↓↓↓
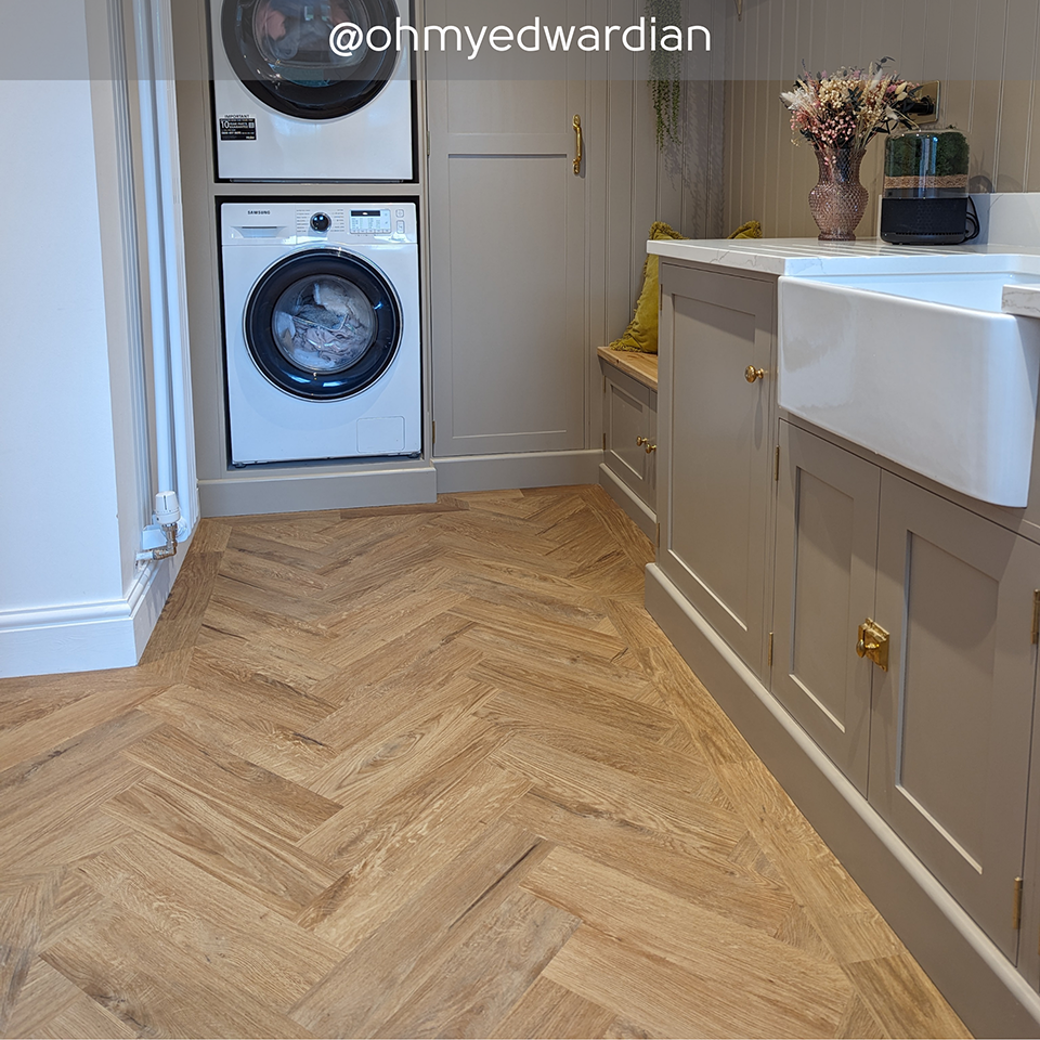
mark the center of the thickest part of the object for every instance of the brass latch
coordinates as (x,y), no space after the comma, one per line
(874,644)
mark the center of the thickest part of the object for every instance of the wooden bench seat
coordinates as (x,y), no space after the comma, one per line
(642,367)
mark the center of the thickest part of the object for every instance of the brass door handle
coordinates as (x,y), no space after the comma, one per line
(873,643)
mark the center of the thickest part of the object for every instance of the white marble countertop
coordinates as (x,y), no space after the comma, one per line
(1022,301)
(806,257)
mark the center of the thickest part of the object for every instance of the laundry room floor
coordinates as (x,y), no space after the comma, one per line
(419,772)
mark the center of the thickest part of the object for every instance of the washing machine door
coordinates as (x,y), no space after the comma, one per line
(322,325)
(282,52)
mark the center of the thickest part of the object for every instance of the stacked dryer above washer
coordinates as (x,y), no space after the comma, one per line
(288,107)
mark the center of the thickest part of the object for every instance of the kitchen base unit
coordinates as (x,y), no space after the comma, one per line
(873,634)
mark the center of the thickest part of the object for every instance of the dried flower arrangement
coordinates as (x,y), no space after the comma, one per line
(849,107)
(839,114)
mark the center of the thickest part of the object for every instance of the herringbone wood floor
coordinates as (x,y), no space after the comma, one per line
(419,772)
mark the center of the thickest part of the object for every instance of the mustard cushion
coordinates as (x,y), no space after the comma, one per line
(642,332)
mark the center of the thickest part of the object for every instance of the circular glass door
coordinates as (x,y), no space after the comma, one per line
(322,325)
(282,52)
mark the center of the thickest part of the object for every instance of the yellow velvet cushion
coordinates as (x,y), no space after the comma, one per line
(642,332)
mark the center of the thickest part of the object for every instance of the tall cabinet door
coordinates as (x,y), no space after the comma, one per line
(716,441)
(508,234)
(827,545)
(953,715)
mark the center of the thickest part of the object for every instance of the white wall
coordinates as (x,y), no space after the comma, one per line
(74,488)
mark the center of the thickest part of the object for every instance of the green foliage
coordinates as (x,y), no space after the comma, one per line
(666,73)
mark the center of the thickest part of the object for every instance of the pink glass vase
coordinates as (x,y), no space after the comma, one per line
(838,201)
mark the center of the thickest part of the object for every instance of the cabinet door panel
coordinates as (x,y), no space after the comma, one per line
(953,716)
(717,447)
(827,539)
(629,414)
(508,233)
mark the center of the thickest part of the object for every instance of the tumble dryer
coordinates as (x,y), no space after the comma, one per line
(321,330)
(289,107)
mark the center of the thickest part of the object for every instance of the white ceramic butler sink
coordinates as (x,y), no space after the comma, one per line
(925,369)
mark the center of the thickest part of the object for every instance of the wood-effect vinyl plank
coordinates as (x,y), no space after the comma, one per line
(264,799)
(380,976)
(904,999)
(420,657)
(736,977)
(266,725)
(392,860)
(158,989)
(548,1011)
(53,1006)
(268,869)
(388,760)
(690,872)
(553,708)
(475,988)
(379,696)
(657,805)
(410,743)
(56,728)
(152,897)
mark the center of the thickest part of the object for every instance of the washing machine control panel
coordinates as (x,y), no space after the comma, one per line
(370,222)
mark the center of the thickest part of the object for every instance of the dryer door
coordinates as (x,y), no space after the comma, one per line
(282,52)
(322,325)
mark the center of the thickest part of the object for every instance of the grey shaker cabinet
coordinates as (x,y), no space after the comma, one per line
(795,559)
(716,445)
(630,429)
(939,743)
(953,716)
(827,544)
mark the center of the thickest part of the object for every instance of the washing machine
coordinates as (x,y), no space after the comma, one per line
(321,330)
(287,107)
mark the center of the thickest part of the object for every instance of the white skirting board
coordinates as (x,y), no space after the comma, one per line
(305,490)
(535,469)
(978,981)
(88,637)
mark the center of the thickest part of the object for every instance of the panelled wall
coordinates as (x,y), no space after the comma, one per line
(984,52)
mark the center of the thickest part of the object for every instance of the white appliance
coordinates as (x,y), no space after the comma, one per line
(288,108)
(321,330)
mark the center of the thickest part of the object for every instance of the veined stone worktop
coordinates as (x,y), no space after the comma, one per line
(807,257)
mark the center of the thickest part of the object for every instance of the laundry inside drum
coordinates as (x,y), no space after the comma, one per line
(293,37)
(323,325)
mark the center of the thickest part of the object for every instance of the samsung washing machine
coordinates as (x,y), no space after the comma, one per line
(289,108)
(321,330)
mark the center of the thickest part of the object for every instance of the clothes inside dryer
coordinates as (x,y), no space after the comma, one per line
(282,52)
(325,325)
↑↑↑
Task goal: Give an exact copy of the material, leaving out every picture.

Exercise result:
mark the center of the thickest part of the object for every instance of the brass latch
coordinates as (x,y), no space after the comma, one per line
(874,644)
mark the center of the thickest part of the object for every instance of the wooden bench seat
coordinates as (x,y), no space after the comma, one per line
(642,367)
mark the center of the thickest part of the object for every instance of the brass door handle
coordinates as (x,y), no space after the comma, one per line
(873,643)
mark the center of the thickest part of the object for every instance of the white marble countertop
coordinates as (x,y), no space after the comma, one per line
(1022,301)
(806,257)
mark the center of the thickest part of the object for every instance of the laundry room floor
coordinates as (x,y), no space after the comma, one per line
(419,772)
mark the center of the thickest part of the object for every instance of the washing machine door
coordinates as (x,y), no space after the comma, one per line
(322,325)
(282,52)
mark the center of the thickest part of the object for every instance of the stacked dryer above washer
coordinates as (x,y), no space after the comma, one per line
(288,107)
mark the center of the thickest part of the object for every instance of the kitchen base unit
coordinates as (x,y), no space after the comma, one per line
(873,634)
mark the center of the thickest part of the object for every instance of the dried flower arrangement
coordinates as (x,y), no space after the comma, one per line
(849,107)
(839,114)
mark the center of the thickest part of the object for every instance of the herringbone wood floor
coordinates as (x,y), no space after the comma, one per line
(419,772)
mark the center of the thickest part of the object for every instance of the mustard cushion
coordinates as (x,y), no space after the comma, one per line
(642,332)
mark the center of the thickest part of the object for every instance of the circular glass door
coordinates as (x,y), no space after the comma, one per line
(322,325)
(282,52)
mark the center of the thickest part of the object for every instance of the yellow velvet cushion
coordinates as (x,y), no space after the comma, one per line
(642,332)
mark the center of the thickest part of the object for every instance of the tall cabinet door
coordinates as (x,y), no space after the comma, one per line
(716,441)
(508,234)
(827,545)
(953,715)
mark the center of the thickest part of the object for every instance of the white wall
coordinates as (x,y), no space after the comma, one per line
(74,488)
mark the center of the thickest part of the object for every instance of the green foliage
coordinates as (x,y), no space after the comma, one per line
(666,73)
mark the center of the thickest part of the object for every instance of the pink glass vase
coordinates as (x,y), no space after the comma, one per line
(838,201)
mark the center of the thickest part of the object for every instance of the cabinet door panel
coordinates as (x,y), no space after the comma, one per line
(953,716)
(717,447)
(827,539)
(629,414)
(508,233)
mark the center of the thickest part of the object for every instance of the tumble dryer
coordinates as (x,y), no space after the comma, one per line
(321,330)
(289,107)
mark the center of the thickest part of the object for every instance of the white ceramic butler sink
coordinates as (x,y), no space after the comma, one per line
(925,369)
mark the center of the thickest part of the object for every instance of the wood-effect vinyl plank
coordinates as (x,y), no space after the comma, one per line
(264,799)
(380,976)
(904,999)
(420,657)
(736,977)
(266,725)
(392,860)
(158,989)
(548,1011)
(53,1006)
(268,869)
(388,760)
(690,872)
(553,708)
(475,988)
(379,696)
(657,805)
(410,743)
(56,728)
(152,897)
mark the center of the thickest part of the object for every instance of the washing machine control panel
coordinates as (x,y), no space after the comma, one per line
(370,222)
mark the center of the thickest part of the object for every instance of the dryer door
coordinates as (x,y), no space after the comma, one per line
(282,52)
(322,325)
mark the center of the thickest part of the object for every instance of the grey shaker cabinet
coordinates as (x,y), no space after the comma, one per line
(795,559)
(716,445)
(630,429)
(939,743)
(953,716)
(827,544)
mark the center of the thickest part of the object for every instance of the washing machine
coordinates as (x,y), no space after the comma, one per line
(321,330)
(287,107)
mark the center of the thickest part of the object for every instance of the white skirting board
coordinates as (x,y), no space after the comma, one per line
(305,490)
(535,469)
(978,981)
(88,637)
mark the center of the thickest part of the object for every instance of the panelled wall
coordinates as (x,y), no space after the comma, one per line
(984,52)
mark the center of the thickest part of the object for every instance of the white appliance
coordinates as (x,y), no space after the comma, one per line
(288,108)
(321,330)
mark the center of the thickest part of the object for every instance of the veined stone worktop
coordinates as (x,y), no space after the comma, one per line
(807,257)
mark the center of the thickest part of the object for every instance of the laundry inside drum
coordinates as (x,y), no space after the comma, one per line
(293,37)
(323,325)
mark the center of the thickest part of the object for every instance of the samsung washing machine
coordinates as (x,y), no space after the comma, one per line
(289,108)
(321,330)
mark the center of the thickest part of the object for every instance of the clothes inside dryer
coordinates as (x,y), no space after the comma, one per line
(282,52)
(325,325)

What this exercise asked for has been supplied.